▸ EXTRACT
The Antiplanner is a forester and economist with more than fifty years of experience critiquing government land-use and transportation plans.

26 Responses to Suburbs Emit Less Greenhouse Gases

  1. JimKarlock says:

    Then there are those party poopers that ask:

    Can you name the most significant greenhouse gas (in terms of warming effect)?
    How much of the total greenhouse effect is due to CO2?
    How much of the total annual CO2 emission is man caused?
    According to the Anaretic ice cores, which comes first: rise in temperature or rise in CO2?
    When will the ice finally uncover all of those medieval Viking farms that are still buried under ice on Greenland?

    Thanks
    JK

  2. Dan says:

    Of course, this trumpeted narrow finding doesn’t apply** to all countries, although the ideologues won’t tell you that.

    DS

    http://www.mitpressjournals.org/doi/abs/10.1162/jie.2007.1220

  3. johngalt says:

    Dan, I could not read those sources but don’t see anything that refutes the ACF findings.

  4. Dan says:

    The full URL directly contradicts the ACF. The book link explains why, page numbers in mouseover.

    DS

  5. Dan says:

    johng, this is from one of the precursor papers to the book I linked above:

    CONCLUSION
    As household income grows, more households move to the suburbs. Richer households are attracted to larger, newer suburban homes and are pushed from the central cities by concern about crime and public school quality (Berry-Cullen and Levitt, 1999). An unintended consequence of suburban growth is greater resource consumption leading to greater environmental damage than if more households stayed in the city. Government policies—such as mortgage interest deduction, highway construction, and cheap gasoline—have encouraged suburban growth (Gyourko and Voith, 1997; Nivola, 1999).

    This paper documents the extra resource consumption caused by suburbanization. Table 8 summarizes the results. Suburban households drive 31 percent more and consume more than twice as much land as their central city counterparts. The environmental consequences of vehicle dependence are directly related to the technologies used. Air quality has not been degraded in sprawling areas because emissions per mile have fallen faster than miles driven have increased. While progress has been impressive, air pollution could rise in the future in sprawling metropolitan areas. Now that almost all of the high-pollution–emitting pre-1975 vehicles have exited the fleet and given the continued growth in the number of high-polluting light trucks and SUVs on the roads, future emissions reductions will take place only if the next generation of emissions control technology significantly reduces emissions. [emphases added, endnotes omitted]

    DS

  6. msetty says:

    Randal:

    As usual, you don’t report the whole story.

▸ RECORDS PROVIDED

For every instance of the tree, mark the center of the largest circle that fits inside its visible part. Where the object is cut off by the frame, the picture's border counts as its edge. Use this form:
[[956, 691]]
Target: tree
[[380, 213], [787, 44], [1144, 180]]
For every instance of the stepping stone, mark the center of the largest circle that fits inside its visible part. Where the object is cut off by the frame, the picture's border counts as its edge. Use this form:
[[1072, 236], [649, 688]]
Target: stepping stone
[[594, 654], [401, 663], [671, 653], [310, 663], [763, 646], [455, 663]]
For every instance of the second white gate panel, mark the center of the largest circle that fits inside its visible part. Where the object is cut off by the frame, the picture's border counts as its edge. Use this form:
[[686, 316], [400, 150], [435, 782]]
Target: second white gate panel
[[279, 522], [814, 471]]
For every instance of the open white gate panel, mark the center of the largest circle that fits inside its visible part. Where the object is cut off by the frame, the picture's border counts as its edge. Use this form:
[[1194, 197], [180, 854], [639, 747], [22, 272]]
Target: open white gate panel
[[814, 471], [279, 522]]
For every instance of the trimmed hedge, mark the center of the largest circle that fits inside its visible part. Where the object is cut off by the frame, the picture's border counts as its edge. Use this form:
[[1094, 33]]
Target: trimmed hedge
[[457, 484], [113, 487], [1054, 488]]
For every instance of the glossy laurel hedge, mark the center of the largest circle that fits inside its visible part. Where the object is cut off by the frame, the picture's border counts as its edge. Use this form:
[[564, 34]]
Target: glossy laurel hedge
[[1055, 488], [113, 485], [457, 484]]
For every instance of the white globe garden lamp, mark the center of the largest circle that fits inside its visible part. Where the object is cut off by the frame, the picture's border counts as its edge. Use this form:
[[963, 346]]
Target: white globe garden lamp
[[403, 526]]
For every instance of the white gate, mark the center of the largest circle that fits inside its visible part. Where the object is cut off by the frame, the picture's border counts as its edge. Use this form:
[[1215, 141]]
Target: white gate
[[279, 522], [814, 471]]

▸ TASKS TO PERFORM
**1.** From the comment thread on suburbs and greenhouse gases, output the passage word for word, starting at "How much of the total greenhouse" and ending at "ice on Greenland?".
**2.** Return the rows verbatim, starting at the first row and ending at the line that contains "[[380, 213], [787, 44], [1144, 180]]", with both of those lines included.

▸ RESULTS IN ORDER
**1.**
How much of the total greenhouse effect is due to CO2?
    How much of the total annual CO2 emission is man caused?
    According to the Anaretic ice cores, which comes first: rise in temperature or rise in CO2?
    When will the ice finally uncover all of those medieval Viking farms that are still buried under ice on Greenland?

**2.**
For every instance of the tree, mark the center of the largest circle that fits inside its visible part. Where the object is cut off by the frame, the picture's border counts as its edge. Use this form:
[[956, 691]]
Target: tree
[[380, 213], [787, 44], [1144, 180]]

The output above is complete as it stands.